Passage shown
== == ==
# Dingwall Combustion



## guy in latvia (Apr 16, 2012)

Been looking into 1k euro range for basses and was thinking about spectors, but then I discovered these. What do you guys think? Difference between rosewood and maple boards? How suitable are they for more agressive type of music? Slapping?


----------



## Necris (Apr 16, 2012)

I've played a combustion and they're great instruments for the price. They're good for slap (I'm a terrible slap player though) and messing with the knobs on the bass will get you plenty of different tones, from aggressive to mellow. The Low B string is amazingly clear, as would be expected on an instrument with a 37"-34" fan.

A maple board will give your bass a bit more of a snap and a brighter attack, where as rosewood will give a darker and more rounded attack.


----------



## guy in latvia (Apr 18, 2012)

Thats really awesome info! Thanks!

Once I repair my car I'm probably going to order one of these. Will I need to buy custom strings? Would Circle K be a good choice? Any suggestions regarding where to order these from?
== == ==
Data rows
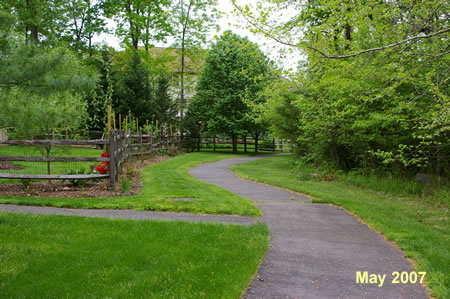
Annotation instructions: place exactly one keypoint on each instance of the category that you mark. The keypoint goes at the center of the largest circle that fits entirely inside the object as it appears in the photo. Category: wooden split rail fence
(120, 147)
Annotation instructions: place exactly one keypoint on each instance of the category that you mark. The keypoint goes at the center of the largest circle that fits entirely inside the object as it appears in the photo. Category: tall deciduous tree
(373, 90)
(139, 21)
(133, 92)
(84, 20)
(192, 20)
(40, 88)
(235, 72)
(164, 108)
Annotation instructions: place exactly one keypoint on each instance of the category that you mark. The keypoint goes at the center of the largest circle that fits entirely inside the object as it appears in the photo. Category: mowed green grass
(421, 229)
(161, 182)
(76, 257)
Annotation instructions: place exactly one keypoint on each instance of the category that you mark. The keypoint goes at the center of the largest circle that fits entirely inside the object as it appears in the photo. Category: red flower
(103, 168)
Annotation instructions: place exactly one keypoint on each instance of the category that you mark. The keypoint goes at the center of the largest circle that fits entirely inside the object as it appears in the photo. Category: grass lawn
(420, 228)
(168, 179)
(76, 257)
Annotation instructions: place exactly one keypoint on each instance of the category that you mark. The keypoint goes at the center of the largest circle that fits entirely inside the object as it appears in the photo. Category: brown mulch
(90, 189)
(9, 166)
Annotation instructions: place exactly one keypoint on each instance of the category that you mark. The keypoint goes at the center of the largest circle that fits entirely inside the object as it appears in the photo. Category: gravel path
(129, 214)
(316, 249)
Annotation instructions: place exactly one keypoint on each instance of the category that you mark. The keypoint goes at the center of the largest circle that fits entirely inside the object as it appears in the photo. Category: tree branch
(379, 48)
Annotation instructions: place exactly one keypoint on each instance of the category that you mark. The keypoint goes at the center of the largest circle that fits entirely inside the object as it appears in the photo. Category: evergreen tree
(163, 106)
(40, 88)
(133, 92)
(101, 96)
(234, 75)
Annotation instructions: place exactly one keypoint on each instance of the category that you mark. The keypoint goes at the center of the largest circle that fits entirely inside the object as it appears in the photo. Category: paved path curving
(316, 249)
(128, 214)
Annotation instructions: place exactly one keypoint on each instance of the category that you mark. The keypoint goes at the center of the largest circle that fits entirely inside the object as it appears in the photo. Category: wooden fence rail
(121, 146)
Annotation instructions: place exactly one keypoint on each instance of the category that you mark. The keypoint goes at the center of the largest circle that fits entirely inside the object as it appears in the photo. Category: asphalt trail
(316, 249)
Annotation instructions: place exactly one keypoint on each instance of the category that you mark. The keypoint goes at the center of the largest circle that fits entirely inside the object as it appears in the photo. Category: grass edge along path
(421, 230)
(52, 256)
(162, 181)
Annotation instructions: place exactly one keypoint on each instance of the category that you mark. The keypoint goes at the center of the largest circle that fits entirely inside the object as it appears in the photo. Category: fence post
(151, 141)
(112, 159)
(245, 144)
(140, 142)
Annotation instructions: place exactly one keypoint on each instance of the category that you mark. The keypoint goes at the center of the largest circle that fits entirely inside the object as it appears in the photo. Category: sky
(227, 22)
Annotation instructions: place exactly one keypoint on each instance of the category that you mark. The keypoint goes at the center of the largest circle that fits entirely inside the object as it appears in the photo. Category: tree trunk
(183, 50)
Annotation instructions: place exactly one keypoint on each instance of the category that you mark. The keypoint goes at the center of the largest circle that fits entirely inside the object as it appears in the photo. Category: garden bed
(58, 189)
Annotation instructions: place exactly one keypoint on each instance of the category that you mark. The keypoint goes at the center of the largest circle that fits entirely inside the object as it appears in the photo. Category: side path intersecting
(316, 249)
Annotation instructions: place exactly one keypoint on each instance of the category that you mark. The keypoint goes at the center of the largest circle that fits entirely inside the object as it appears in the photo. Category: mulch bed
(90, 189)
(9, 166)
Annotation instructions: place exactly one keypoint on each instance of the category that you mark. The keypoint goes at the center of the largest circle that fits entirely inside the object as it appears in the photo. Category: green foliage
(164, 108)
(191, 21)
(365, 97)
(40, 88)
(133, 92)
(101, 96)
(161, 182)
(235, 73)
(139, 21)
(420, 226)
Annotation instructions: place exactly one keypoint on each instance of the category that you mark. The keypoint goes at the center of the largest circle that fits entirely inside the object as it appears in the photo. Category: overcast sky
(227, 22)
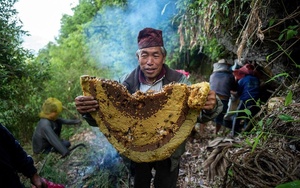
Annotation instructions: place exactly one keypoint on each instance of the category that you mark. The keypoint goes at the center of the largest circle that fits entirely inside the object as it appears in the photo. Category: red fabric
(187, 74)
(150, 37)
(53, 185)
(243, 71)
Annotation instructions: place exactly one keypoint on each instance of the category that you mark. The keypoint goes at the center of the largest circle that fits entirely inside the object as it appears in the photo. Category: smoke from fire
(112, 35)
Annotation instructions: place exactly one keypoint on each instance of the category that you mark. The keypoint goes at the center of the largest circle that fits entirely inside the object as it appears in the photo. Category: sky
(41, 18)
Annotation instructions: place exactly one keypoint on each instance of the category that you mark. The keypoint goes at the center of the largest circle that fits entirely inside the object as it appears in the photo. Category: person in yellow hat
(46, 136)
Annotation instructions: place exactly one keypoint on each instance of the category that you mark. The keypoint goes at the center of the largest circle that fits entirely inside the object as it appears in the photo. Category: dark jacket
(47, 135)
(131, 82)
(13, 160)
(248, 88)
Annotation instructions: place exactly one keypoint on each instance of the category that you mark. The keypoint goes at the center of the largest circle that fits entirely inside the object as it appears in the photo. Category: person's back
(248, 88)
(47, 133)
(13, 159)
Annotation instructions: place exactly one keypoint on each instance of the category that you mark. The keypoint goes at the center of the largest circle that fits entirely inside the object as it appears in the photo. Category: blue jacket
(248, 88)
(13, 160)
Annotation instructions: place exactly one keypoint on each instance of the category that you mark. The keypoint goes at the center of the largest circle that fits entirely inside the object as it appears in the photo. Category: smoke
(112, 35)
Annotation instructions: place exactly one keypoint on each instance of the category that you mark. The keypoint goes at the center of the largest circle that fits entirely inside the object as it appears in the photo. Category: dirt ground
(83, 163)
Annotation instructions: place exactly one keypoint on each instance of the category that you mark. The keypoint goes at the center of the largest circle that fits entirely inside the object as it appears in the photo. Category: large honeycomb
(145, 127)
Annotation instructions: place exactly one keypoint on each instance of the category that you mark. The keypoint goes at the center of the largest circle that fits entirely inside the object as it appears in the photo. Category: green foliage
(20, 77)
(293, 184)
(288, 99)
(289, 33)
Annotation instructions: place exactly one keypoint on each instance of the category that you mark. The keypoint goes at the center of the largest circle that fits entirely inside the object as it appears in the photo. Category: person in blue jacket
(248, 93)
(46, 136)
(223, 83)
(14, 160)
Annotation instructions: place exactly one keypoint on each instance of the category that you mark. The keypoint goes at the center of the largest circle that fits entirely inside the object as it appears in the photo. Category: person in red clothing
(47, 133)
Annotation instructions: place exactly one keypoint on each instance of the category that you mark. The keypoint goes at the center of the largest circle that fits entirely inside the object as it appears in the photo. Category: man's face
(151, 61)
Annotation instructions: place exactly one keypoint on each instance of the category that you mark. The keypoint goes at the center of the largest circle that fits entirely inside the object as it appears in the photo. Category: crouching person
(46, 136)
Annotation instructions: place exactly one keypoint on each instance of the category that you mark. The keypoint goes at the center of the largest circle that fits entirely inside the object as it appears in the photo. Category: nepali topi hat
(149, 37)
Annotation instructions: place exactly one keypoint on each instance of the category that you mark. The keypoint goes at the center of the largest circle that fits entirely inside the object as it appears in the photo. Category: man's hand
(85, 104)
(211, 101)
(38, 182)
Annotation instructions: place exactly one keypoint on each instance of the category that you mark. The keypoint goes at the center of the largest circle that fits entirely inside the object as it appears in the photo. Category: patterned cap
(149, 37)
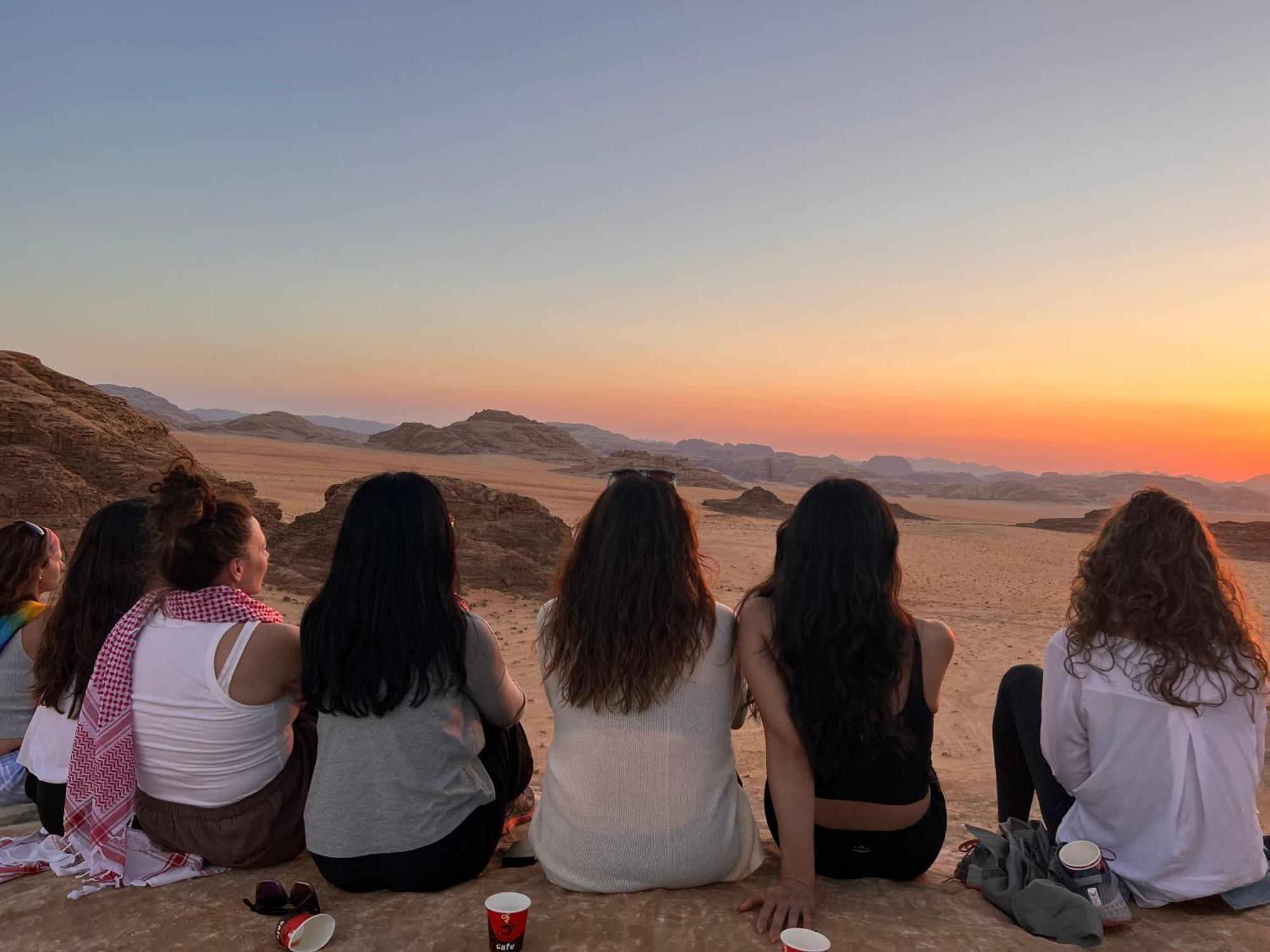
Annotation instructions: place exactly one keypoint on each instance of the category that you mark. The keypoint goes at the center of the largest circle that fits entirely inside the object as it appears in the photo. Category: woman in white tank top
(223, 761)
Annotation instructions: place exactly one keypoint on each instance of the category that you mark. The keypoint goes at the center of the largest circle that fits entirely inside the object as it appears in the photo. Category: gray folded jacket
(1017, 873)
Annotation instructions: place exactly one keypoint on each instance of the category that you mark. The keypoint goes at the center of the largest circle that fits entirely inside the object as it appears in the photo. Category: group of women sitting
(384, 733)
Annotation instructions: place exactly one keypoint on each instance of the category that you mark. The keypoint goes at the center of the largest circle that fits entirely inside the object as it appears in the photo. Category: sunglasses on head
(272, 898)
(664, 475)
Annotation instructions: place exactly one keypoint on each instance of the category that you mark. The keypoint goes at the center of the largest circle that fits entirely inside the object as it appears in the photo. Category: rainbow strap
(26, 614)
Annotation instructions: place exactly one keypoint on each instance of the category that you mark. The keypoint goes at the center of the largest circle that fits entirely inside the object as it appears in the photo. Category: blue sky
(839, 228)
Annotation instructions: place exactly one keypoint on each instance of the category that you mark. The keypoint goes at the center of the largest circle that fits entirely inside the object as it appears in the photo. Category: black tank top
(900, 776)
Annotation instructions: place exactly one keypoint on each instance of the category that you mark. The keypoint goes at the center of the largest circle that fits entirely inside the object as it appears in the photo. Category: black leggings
(463, 854)
(50, 800)
(890, 855)
(1022, 767)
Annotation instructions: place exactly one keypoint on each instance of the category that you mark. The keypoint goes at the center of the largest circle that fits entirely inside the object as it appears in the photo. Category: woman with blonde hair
(1146, 731)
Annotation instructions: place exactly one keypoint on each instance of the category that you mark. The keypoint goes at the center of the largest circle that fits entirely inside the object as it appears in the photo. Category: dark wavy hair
(200, 530)
(388, 624)
(633, 610)
(840, 635)
(22, 552)
(109, 573)
(1155, 577)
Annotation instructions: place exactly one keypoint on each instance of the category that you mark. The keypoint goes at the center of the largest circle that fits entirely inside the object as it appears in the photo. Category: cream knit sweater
(648, 800)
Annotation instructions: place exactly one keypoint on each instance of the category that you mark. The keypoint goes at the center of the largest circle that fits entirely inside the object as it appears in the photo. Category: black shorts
(890, 855)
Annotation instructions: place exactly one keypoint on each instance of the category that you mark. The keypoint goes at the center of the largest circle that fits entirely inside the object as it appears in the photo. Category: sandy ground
(1004, 591)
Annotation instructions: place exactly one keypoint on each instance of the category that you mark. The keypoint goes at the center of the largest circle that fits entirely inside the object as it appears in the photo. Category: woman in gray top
(421, 758)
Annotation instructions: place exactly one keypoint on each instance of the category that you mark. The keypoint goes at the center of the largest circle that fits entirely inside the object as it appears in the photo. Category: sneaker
(520, 812)
(1106, 890)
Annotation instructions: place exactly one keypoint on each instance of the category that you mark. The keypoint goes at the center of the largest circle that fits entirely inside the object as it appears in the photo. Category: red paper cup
(803, 941)
(507, 915)
(305, 932)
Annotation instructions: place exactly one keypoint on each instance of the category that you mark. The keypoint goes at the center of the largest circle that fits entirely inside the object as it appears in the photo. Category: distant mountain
(689, 473)
(487, 432)
(217, 416)
(1240, 540)
(758, 463)
(1060, 488)
(934, 464)
(601, 441)
(349, 423)
(283, 426)
(150, 404)
(888, 466)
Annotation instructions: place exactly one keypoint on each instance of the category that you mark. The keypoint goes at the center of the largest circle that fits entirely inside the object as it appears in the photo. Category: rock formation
(689, 473)
(888, 466)
(758, 503)
(153, 406)
(506, 541)
(486, 432)
(763, 505)
(67, 449)
(279, 425)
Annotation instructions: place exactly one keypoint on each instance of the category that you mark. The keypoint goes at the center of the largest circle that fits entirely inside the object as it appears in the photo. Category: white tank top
(195, 744)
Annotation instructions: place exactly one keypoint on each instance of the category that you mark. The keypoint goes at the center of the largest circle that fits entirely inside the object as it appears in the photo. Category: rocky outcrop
(153, 406)
(756, 503)
(486, 432)
(67, 449)
(604, 442)
(689, 474)
(506, 541)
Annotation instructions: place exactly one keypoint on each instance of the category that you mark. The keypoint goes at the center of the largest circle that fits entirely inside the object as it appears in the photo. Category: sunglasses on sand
(664, 475)
(274, 899)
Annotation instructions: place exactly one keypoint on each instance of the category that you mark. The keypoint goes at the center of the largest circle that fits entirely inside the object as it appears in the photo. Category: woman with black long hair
(641, 668)
(422, 762)
(31, 569)
(109, 573)
(848, 685)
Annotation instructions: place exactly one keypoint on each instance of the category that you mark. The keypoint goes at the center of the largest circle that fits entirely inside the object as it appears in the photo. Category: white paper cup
(803, 941)
(1080, 855)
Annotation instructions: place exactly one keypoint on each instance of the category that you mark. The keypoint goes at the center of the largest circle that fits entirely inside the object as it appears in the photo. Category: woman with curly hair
(848, 685)
(1146, 731)
(641, 789)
== == ==
Stated exercise
In the Dingwall Combustion thread, what kind of attack is a rosewood board said to give? The lines are material separate from the Dingwall Combustion thread.

Task result
A darker and more rounded attack.